• _ÉNONCÉ DE L'EXERCICE_: D'après l'extrait à lire, de quoi parlait Slobodan ?

• _EXTRAIT À LIRE_:
##########

Je concède donc à Nicolas que l'enfer règnera sans doute bientôt ici aussi. Je ne m'attendais pas à y trouver le paradis. Cependant, ce massacre est assez dur à supporter. Je serai peut-être amenée à prendre des mesures, si elles ont encore un sens. 

Sur certains sites prorusses on s'extasie sur les robots chinois. Des robots chiens, par exemple. Ca, c'est le progrès, remplacer un être vivant parfaitement au point par une hideuse machine. Et les vrais chiens, ils vont les manger de plus belle après d'abominables tortures? Ah quel peuple avancé, il n'y a pas à dire... Mais avancé vers quoi? Dans quelle infernale direction? C'est drôle cette fascination pour les singeries mécaniques horribles du vivant adorable, oeuvre de Dieu; cette soif de remplacer le vrai par le faux, et de donner pour beau ce qui révulse tout être encore humain doué d'une âme. C'est une sorte d'adoration étrange de la mort, la matière inerte paraissant éternelle à la créature luciférienne qu'est l'homme contemporain, ivre d'orgueil, soumis à toutes les convoitises, et vidé de sa substance comme une mouche captive par une araignée. Admettons qu'elle soit inaltérable, mais elle est inerte, elle est morte, et hideuse. C'est une contrefaçon. Slobodan parlait des symboles et de ce qu'ils révèlent du satanisme ambiant. La passion pour les automates est bien complémentaire du phénomène. Fausses gens, faux animaux, faux insectes, faux arbres, fausses fleurs, faux enfants, faux sentiments, faux discours, fausse monnaie.

Parallèlement, et toujours dans le sens de ma chronique précédente, je suis allée par curiosité voir la page d'encore une orthodoxe soixante-huitarde, et j'ai été sidérée par le délire total de ce qu'elle répercute sur la Russie. Evidemment, je ne vais pas trop me pencher sur la propagande baveuse des illuminés de la secte libérale, alors je ne me rends pas toujours compte à quel point c'est grave, mais là, j'ai eu un choc. Et la confirmation que si j'étais restée là-bas, j'aurais depuis longtemps pété les plombs. A la limite, je préfère la laideur fantasmagorique de "l'urbanisme" russe ou disons, post-soviétique, car il n'a justement absolument rien de russe, à l'imbécilité sectaire du boomer français bien dressé qui ne sortira jamais de son moule et ne comprendra jamais qu'il a largement contribué à la destruction de son pays de rêve, qu'il ne voit d'ailleurs même pas venir.

##########

• _CONTENU DES DONNÉES_:
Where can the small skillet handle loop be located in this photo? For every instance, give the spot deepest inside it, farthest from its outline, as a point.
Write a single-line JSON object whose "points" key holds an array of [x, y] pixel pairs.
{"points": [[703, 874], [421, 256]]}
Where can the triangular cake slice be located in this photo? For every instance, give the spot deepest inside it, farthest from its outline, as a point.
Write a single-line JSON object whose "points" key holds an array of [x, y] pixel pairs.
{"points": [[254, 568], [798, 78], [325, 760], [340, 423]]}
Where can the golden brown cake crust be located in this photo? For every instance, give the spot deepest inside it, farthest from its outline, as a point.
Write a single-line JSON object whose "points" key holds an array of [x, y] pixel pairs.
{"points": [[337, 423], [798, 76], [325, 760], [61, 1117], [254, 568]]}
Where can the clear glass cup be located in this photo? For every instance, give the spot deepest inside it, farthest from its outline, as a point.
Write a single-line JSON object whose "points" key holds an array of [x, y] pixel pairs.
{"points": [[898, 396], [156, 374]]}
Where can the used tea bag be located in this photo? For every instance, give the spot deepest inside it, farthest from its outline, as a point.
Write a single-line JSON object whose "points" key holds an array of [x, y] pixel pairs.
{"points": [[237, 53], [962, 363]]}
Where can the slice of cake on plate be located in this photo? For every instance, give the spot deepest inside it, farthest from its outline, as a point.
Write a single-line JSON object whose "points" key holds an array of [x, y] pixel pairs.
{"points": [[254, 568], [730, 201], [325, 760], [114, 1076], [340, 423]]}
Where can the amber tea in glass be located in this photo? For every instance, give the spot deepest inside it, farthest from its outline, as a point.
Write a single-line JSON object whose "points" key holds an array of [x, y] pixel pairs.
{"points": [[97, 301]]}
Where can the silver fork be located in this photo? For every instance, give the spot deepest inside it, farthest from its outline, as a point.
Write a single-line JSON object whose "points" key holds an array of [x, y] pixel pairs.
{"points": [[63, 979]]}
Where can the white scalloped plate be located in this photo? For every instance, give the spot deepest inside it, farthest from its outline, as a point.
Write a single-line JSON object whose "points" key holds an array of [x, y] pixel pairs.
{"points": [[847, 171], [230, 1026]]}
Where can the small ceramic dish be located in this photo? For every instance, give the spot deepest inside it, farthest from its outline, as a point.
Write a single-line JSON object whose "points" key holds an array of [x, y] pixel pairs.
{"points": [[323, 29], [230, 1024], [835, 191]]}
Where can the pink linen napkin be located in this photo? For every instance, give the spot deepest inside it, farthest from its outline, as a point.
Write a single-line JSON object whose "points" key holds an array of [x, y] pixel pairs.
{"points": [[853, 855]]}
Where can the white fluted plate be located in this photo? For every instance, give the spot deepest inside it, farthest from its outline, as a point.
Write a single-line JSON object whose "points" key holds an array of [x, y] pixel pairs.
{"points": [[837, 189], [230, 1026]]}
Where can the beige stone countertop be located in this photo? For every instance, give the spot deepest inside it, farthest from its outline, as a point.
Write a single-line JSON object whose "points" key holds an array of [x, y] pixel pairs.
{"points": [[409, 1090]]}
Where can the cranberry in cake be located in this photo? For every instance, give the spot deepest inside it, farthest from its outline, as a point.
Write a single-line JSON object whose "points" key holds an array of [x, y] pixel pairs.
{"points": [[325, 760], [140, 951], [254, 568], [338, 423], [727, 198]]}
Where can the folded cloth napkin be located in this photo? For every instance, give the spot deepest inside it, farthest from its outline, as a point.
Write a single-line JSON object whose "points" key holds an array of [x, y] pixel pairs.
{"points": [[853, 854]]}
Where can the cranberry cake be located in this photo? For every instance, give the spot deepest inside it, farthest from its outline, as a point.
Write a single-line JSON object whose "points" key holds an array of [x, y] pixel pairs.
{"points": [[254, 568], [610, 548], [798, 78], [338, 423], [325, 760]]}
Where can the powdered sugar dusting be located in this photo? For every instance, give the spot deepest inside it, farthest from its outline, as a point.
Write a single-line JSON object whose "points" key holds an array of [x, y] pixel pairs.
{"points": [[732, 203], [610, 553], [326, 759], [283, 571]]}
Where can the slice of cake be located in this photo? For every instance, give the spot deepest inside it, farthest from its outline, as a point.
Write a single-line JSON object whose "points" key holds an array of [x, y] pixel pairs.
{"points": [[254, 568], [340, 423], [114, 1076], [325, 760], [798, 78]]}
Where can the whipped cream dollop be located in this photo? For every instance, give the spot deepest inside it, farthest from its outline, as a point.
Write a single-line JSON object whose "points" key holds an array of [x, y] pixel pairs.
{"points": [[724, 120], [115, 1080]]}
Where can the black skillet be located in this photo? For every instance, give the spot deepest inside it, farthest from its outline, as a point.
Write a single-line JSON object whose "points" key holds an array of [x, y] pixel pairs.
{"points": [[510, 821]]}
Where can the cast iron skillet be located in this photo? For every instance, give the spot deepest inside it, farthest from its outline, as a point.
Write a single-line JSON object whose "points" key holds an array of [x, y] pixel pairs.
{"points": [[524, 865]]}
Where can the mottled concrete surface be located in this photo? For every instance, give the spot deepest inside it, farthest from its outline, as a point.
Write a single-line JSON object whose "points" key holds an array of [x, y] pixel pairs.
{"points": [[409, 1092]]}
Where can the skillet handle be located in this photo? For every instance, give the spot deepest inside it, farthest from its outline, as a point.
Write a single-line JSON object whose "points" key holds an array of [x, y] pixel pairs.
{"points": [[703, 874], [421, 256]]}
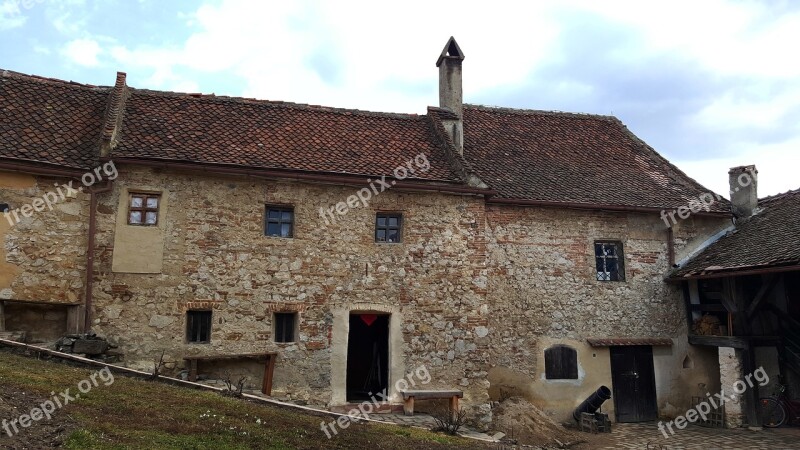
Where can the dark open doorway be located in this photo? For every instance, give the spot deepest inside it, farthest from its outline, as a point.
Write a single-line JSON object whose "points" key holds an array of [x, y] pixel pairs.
{"points": [[367, 356], [634, 383]]}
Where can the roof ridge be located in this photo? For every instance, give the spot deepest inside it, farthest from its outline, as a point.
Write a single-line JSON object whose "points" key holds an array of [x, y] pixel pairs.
{"points": [[276, 103], [779, 196], [526, 111]]}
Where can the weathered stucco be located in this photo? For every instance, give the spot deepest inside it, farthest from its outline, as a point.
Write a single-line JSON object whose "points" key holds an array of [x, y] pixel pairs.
{"points": [[42, 257]]}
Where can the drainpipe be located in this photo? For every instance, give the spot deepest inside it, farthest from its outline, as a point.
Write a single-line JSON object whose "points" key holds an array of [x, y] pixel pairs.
{"points": [[90, 252], [671, 246]]}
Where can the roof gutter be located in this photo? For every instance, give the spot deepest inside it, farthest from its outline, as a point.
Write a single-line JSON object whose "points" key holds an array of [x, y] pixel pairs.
{"points": [[596, 206], [302, 176], [36, 169], [734, 273]]}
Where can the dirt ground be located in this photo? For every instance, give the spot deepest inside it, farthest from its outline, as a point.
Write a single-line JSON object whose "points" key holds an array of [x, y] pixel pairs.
{"points": [[41, 434], [522, 421]]}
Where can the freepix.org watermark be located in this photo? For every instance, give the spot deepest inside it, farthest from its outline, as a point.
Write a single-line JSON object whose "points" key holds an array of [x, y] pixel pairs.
{"points": [[363, 196], [703, 408], [420, 374], [702, 202], [46, 409], [107, 171]]}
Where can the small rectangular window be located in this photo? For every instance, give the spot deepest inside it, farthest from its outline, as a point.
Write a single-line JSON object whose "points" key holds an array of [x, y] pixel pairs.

##########

• _RÉSULTAT FINAL_: Des symboles et de ce qu'ils révèlent du satanisme ambiant.